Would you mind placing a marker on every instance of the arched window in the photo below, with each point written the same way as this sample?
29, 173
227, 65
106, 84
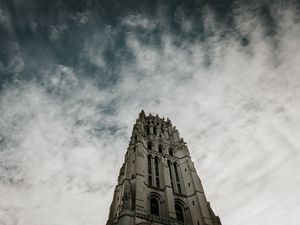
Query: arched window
147, 128
149, 165
156, 162
154, 207
179, 212
160, 149
176, 172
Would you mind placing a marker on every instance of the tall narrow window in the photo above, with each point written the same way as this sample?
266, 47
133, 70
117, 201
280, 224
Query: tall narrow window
156, 161
147, 128
156, 166
176, 172
150, 180
149, 165
179, 188
154, 207
179, 212
160, 149
171, 177
169, 165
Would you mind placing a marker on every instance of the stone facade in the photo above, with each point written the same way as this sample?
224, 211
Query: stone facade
158, 183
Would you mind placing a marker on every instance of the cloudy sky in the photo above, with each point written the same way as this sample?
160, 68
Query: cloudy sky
75, 74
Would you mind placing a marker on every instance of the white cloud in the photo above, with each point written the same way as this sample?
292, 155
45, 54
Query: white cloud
240, 118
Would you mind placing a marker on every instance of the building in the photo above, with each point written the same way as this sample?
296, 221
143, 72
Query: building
158, 183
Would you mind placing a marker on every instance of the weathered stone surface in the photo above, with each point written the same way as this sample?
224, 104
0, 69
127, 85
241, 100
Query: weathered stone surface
158, 183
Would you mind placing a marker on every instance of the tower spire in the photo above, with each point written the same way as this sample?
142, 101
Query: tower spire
158, 183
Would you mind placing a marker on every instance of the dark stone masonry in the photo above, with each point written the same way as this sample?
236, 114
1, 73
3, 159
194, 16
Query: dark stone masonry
158, 183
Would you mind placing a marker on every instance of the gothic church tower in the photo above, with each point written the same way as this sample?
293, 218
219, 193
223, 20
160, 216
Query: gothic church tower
158, 183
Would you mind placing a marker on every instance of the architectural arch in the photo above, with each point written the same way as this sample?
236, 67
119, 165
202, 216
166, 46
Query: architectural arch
155, 204
181, 211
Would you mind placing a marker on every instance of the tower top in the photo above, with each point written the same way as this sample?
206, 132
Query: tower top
158, 183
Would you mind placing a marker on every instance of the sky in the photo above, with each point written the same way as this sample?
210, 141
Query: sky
74, 76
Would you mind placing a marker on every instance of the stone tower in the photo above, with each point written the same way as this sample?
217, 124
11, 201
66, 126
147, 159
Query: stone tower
158, 183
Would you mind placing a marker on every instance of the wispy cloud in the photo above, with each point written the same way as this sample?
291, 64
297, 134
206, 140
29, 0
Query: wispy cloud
234, 96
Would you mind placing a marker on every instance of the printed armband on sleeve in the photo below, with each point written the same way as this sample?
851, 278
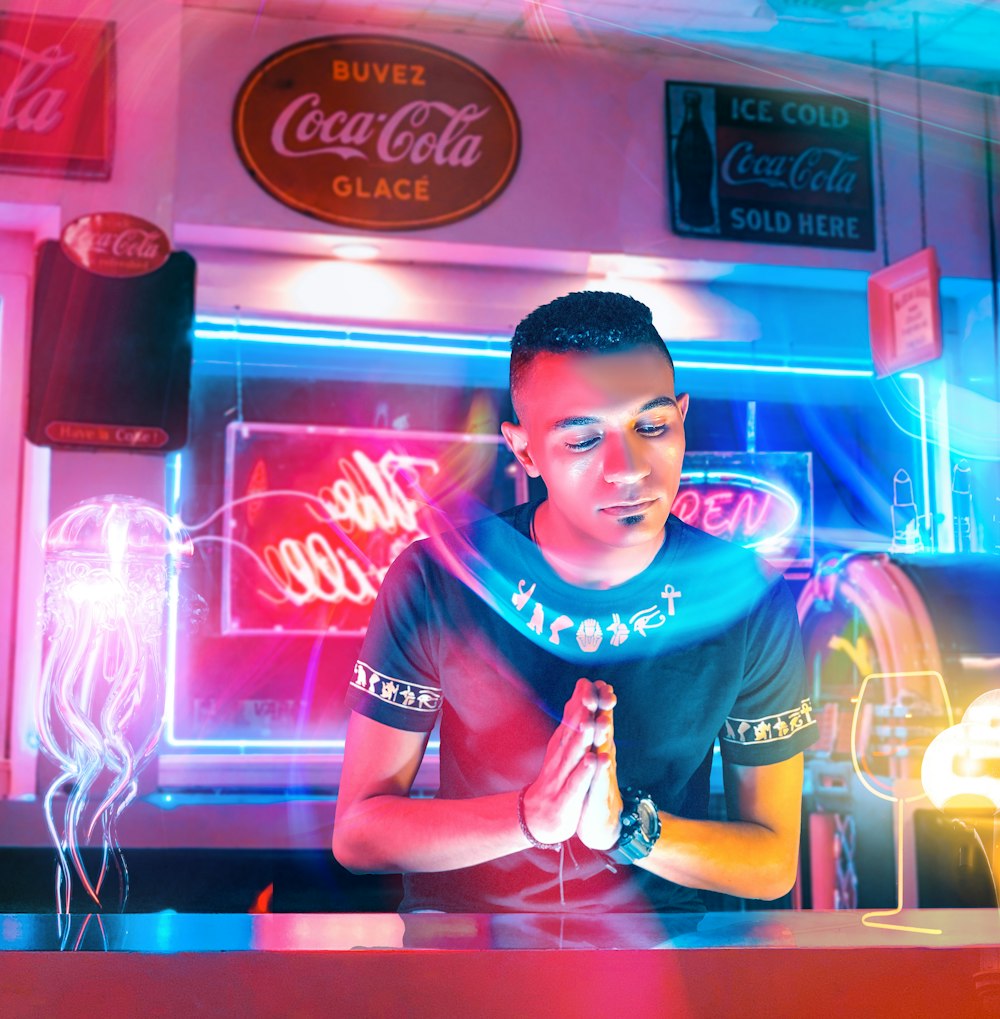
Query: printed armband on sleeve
771, 739
397, 702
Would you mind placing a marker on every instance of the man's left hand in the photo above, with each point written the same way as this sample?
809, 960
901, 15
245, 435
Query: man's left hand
600, 819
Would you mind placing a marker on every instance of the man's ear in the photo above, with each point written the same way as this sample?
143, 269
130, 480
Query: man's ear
517, 438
-----
# [WHAT IS EXPECTED]
Do not include pictures. Copy only the lines running from the line with "the tower spire" through the last line of the records, exactly as they appear.

# [EXPECTED OUTPUT]
Would you mind placing a marker on every instance of the tower spire in the photo above, with each point written the same way as this sample?
142, 101
Query: tower spire
158, 183
Would you mind placing a marker on every instance of the dark stone masonry in the photo above, with each point written the same way as this sample?
236, 114
1, 73
3, 159
194, 16
Query: dark stone masonry
158, 183
Would you mind placing a marker on every instance of the gothic church tower in the photo above, with each point written the same way as this sample?
293, 218
219, 193
223, 20
160, 216
Query: gothic church tower
158, 183
Would you mind placing a marker on every instance of the architectural arch in the photo above, with each point written the same way as this sample?
236, 67
119, 165
202, 216
166, 46
Query: architectural arch
155, 204
181, 211
Would you mind placing a marker on every instance of the tower top in the photo above, with each point written the same way as this sample?
206, 132
Query: tower top
158, 183
Would you mind placing a marker on every instance of the sky in the photo above, with each point written the same way as this sample?
210, 141
Query: sky
74, 76
Would you mind placing a marker on every instance of the stone tower in the photo above, with each point written the same way as this sample?
217, 124
11, 201
66, 126
147, 159
Query: stone tower
158, 183
Would you mind placing a marker on every instance of the wispy cloud in the photo above, with each point written the same way as this sample?
291, 64
297, 134
206, 140
29, 0
Query: wispy cloud
234, 96
Would you mind placing a marker on every instance of the printed armband on sleeve in the photo below, with each point written the same way as this sample?
851, 278
Query: printed armband on sleeve
771, 739
397, 702
Would you mind placing a marker on every instance of the man's left hand in the photo above, with each point written the same way as this sample?
809, 960
901, 15
245, 435
Query: man's left hand
600, 819
Would you mind placing a marker on every instance of the man's ear in the photo above, with each point written the same way as this sample?
143, 269
130, 480
Query: man's ear
517, 438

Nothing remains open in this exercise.